Your goal:
Copy out the stretch of lines from the one containing "It needs the bounding box of every shrub" through the one containing "[447,249,467,271]", keeping them unchanged.
○ ○ ○ ○
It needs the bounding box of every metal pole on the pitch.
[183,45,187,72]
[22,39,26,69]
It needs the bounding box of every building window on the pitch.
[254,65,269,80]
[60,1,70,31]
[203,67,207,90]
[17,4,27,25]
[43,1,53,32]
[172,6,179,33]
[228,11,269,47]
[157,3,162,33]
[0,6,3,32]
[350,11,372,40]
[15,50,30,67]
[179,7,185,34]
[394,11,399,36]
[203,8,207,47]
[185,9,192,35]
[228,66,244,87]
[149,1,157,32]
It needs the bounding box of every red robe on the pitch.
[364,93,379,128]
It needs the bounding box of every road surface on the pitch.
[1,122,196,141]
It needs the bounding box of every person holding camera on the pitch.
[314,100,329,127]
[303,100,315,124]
○ ○ ○ ○
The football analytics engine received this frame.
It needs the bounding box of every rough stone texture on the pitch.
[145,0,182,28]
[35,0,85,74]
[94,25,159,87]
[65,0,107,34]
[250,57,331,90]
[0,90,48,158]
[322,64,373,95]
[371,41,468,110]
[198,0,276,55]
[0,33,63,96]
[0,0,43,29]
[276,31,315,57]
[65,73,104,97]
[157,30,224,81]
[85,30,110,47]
○ ○ ○ ○
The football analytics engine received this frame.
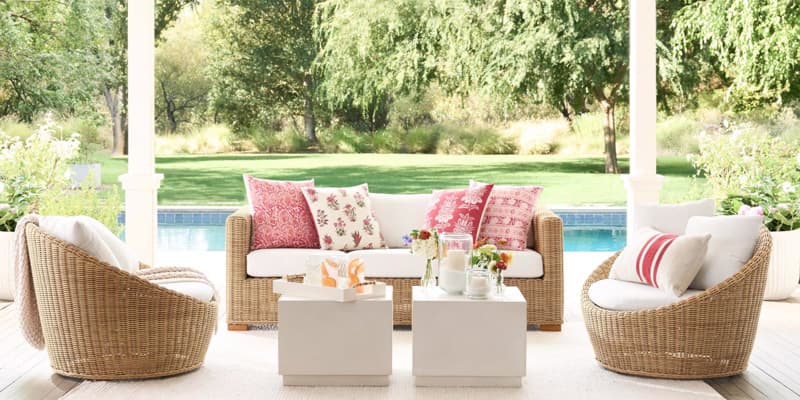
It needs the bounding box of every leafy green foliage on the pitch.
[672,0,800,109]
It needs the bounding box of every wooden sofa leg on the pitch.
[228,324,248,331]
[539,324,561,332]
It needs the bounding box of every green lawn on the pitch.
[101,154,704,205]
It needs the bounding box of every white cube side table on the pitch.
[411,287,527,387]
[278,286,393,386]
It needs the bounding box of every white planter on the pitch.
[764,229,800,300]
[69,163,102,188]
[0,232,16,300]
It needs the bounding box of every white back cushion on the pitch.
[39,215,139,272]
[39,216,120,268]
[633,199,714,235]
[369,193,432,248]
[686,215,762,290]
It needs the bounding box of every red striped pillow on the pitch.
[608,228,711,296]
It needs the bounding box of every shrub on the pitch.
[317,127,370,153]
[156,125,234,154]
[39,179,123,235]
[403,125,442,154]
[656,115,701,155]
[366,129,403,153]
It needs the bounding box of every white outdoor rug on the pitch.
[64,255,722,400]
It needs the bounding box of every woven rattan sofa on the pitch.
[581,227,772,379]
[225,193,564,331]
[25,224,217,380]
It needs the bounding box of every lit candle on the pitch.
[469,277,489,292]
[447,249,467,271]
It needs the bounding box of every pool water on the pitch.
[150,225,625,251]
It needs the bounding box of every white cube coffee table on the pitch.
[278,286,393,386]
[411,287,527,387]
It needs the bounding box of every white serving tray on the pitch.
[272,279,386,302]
○ ○ ○ ○
Response below:
It needs the bounding box of every shrub on the pitch.
[317,127,370,153]
[156,125,234,154]
[39,179,123,235]
[403,125,442,154]
[656,115,701,155]
[366,129,403,153]
It needs the bounding box of every white outdoor rug on the pitch.
[64,255,722,400]
It needs the bounding box of every woven rattan sofa on the pitch.
[581,227,772,379]
[225,193,564,331]
[25,224,217,380]
It needs the bounding box of every lit candle on the pitch.
[469,277,489,292]
[447,249,467,271]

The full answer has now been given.